▶ _The request_
Lay out every row below as a two-column CSV with the header request,answer: one line per row, with the row's text in the first field and its answer in the second. Put each field in double quotes and turn line breaks into spaces.

[Records in a dataset]
++++

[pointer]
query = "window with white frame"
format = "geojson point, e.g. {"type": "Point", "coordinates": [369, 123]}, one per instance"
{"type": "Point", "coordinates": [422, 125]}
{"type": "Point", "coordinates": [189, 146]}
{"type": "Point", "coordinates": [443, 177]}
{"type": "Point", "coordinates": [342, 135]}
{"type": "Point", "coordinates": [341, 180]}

++++

▶ _Task output_
request,answer
"[pointer] query = ""window with white frame"" format = ""geojson point, e.g. {""type"": ""Point"", ""coordinates"": [369, 123]}, one per instance""","{""type"": ""Point"", ""coordinates"": [422, 125]} {""type"": ""Point"", ""coordinates"": [189, 146]} {""type"": ""Point"", ""coordinates"": [443, 177]} {""type"": ""Point"", ""coordinates"": [342, 135]} {""type"": ""Point"", ""coordinates"": [341, 180]}"